# [Dokumentabschnitt]
-----

Also beziehen sich ihre Bachelorarbeit an der MSH Medical School Hamburg sowie ihre Masterarbeit in Köln unter anderem auf sportbedingte Krankheiten, die Frauen entwickeln. Eine Erkenntnis: Viele Leistungssportlerinnen, die Menstruationsbeschwerden haben oder bei denen sogar überhaupt keine Periode mehr einsetzt, leiden an Osteoporose, einer deutlich verminderten Energieverfügbarkeit und immunologischen Erkrankungen. Die Konsequenzen von Übertraining wirken sich bei Frauen zudem fataler aus als bei Männern.

„Jahrelang hieß es, es sei normal, nicht zu menstruieren. Logischerweise ist es das nicht, und nur gesunde Sportlerinnen sind langfristig in der Lage, Erfolge zu erzielen“, sagt Shakalio. Dabei sei es sogar recht simpel, das Training für Frauen zu strukturieren, indem es sich an der körperlichen Periodisierung orientiert: „Vereinfacht ausgedrückt: In der anabolen Phase nach dem Eisprung Gas geben, in der katabolen Phase eher regenerieren.“

Ganz wichtig ist die Diagnostik: Welche Phase des Zyklus wird wann durchlaufen

Shakalio möchte nicht falsch verstanden werden. Der weibliche Organismus sei zu jedem Zeitpunkt in der Lage, Höchstleistungen zu erbringen. „Die Frage ist nur: Welcher Aufwand wird dafür benötigt?“ Orientiere sich die Athletin an ihrem Zyklus, sei die Kosten-Nutzen-Rechnung deutlich vorteilhafter, hat die Hamburgerin erforscht. „Sportlerinnen ohne Zyklus haben kein Leistungstal, aber auch keinen Leistungsberg. Der Zyklus ist sogar ein Segen, weil das Verletzungsrisiko reduziert werden kann, wenn die Phasen korrekt beachtet werden“, sagt Shakalio. Tatsächlich steigt die Gefahr beispielsweise eines vorderen Kreuzbandrisses um rund das Dreifache, wenn die Sportlerin in der Eisprungphase ist, weil während dieser aus hormonellen Gründen die Bänder beweglicher und damit anfälliger sind.

Am wichtigsten bei der Trainingsperiodisierung sei dementsprechend die Dia­gnostik darüber, welche Phase des Zyklus derzeit durchlaufen werde. Zur exakten Bestimmung verwendet Shakalio einen sogenannten Ovularing, der vaginal getragen wird und 288-mal am Tag die Basaltemperatur misst. Hintergrund: Frauen erleben einen Temperaturanstieg, wenn der Eisprung einsetzt. „Der gesundheitliche Nebeneffekt, der über den fürs Training hinausgeht, ist der, dass der Zyklus sensibel auf Stressfaktoren reagiert. Wenn etwas im Körper nicht stimmt, merkt die Frau es daran als Erstes“, sagt Shakalio, die mithilfe des Ovularings eine Studie mit den Wasserballerinnen des Eimsbütteler TV erhoben hat.

-----

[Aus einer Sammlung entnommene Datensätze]
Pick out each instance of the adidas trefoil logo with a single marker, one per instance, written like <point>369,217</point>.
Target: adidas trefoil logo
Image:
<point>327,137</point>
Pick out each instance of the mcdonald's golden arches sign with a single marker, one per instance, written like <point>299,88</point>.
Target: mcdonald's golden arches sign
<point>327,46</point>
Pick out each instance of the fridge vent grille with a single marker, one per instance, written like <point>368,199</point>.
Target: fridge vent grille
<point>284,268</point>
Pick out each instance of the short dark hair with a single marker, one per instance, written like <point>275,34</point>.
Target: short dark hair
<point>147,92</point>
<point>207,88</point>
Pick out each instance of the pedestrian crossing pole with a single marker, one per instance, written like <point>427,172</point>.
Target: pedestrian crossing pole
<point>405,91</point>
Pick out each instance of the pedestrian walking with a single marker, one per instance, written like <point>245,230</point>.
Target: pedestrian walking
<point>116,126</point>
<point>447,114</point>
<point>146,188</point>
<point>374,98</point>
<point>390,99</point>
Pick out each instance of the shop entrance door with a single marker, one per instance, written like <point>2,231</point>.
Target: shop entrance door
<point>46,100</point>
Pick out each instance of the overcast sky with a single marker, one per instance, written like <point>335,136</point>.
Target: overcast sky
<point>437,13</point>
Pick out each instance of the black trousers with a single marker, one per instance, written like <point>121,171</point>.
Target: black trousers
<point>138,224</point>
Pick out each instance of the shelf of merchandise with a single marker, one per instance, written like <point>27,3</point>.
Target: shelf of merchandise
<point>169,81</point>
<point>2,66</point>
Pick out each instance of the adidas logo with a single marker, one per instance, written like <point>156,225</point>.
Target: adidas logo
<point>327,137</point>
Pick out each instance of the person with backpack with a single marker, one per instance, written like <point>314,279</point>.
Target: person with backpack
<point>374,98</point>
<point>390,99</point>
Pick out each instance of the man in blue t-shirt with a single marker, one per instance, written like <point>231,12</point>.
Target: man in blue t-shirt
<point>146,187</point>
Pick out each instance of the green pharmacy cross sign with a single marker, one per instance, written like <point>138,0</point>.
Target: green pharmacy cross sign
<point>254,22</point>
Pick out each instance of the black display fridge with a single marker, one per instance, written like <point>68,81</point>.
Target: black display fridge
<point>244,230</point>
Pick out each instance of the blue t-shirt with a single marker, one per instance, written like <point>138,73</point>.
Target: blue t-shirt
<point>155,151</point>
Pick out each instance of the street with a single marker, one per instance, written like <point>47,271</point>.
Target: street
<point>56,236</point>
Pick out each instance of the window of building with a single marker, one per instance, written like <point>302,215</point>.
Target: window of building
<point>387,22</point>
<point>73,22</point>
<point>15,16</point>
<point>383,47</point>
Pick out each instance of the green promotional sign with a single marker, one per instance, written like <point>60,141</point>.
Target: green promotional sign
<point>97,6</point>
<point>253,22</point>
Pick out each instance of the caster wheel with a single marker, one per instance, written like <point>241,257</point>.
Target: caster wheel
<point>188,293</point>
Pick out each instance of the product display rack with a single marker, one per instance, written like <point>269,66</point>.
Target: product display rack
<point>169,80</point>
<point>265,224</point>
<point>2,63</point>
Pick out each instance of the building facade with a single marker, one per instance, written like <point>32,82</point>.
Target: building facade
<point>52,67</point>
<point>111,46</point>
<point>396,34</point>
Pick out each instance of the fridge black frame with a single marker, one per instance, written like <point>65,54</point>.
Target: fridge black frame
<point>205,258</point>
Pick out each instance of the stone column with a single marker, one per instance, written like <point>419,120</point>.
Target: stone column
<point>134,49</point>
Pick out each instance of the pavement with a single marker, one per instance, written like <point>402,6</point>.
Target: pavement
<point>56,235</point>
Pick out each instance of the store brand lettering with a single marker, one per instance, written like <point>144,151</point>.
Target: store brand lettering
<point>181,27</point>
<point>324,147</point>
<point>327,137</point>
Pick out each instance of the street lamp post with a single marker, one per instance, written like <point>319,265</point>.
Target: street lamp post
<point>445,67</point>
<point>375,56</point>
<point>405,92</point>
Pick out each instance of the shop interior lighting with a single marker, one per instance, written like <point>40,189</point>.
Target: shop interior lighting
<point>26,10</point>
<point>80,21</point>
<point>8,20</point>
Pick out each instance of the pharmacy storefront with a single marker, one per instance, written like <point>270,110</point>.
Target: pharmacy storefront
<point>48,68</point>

-----

# [Aufgabenstellung]
Führen Sie alle Erkrankungen auf, an denen laut Dokumentabschnitt viele Leistungssportlerinnen mit Menstruationsbeschwerden oder ausbleibender Periode leiden.

# [Ergebnis]
- Osteoporose
- deutlich verminderte Energieverfügbarkeit
- immunologische Erkrankungen